TASK REQUIREMENTS: Return every line in the records below that contains the word "texture".

WORKING DATA:
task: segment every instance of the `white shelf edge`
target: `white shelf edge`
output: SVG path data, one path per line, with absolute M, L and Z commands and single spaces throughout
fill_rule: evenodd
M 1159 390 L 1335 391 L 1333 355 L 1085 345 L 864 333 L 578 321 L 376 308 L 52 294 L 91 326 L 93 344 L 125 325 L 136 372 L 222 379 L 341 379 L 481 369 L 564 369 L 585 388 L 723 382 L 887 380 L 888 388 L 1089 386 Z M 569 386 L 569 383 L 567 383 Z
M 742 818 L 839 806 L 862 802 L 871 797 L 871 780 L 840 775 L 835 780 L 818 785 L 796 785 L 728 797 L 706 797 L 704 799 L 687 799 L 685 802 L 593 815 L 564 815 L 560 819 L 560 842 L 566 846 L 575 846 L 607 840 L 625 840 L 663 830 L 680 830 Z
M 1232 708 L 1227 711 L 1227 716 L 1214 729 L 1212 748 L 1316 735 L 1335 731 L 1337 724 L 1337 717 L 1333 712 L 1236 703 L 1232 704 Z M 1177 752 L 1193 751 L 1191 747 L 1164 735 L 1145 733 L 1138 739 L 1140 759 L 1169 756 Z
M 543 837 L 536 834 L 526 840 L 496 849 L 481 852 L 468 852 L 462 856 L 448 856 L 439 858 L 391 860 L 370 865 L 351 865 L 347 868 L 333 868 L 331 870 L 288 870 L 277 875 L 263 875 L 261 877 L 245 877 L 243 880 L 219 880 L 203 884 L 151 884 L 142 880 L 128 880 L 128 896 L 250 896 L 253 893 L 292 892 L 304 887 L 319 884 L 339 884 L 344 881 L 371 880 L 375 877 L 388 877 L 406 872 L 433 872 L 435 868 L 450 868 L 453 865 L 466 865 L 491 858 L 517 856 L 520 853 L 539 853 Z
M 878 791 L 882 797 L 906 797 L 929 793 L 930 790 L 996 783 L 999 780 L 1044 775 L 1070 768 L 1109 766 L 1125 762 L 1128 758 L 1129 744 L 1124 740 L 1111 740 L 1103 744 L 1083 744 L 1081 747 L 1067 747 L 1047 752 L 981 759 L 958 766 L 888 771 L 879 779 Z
...
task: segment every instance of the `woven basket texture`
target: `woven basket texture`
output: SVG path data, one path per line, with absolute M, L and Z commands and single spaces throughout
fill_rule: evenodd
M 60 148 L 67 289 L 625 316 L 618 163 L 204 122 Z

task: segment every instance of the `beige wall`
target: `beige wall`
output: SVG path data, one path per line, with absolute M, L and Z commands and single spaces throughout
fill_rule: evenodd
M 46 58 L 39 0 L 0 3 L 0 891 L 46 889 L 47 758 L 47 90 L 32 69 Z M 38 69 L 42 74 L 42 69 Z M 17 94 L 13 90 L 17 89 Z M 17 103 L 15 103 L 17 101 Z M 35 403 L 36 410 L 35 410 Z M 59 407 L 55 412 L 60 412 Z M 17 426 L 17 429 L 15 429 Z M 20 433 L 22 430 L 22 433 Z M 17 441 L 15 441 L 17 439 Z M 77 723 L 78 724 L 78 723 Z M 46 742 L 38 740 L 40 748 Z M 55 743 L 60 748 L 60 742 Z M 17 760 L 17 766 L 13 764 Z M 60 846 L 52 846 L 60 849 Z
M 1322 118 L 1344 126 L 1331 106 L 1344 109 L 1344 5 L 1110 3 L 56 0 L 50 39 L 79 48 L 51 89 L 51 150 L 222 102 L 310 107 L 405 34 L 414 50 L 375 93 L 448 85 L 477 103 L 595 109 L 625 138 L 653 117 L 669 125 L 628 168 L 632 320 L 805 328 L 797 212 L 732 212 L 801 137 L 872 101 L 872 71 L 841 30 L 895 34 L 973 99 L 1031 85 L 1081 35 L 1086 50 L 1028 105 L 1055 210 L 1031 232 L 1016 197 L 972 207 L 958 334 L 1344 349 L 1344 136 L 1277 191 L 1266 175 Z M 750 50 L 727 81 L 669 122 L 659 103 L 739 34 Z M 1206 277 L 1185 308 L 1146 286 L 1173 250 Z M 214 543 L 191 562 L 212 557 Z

TASK OUTPUT:
task: segment every instance of the `woven basket texture`
target: `woven basket texture`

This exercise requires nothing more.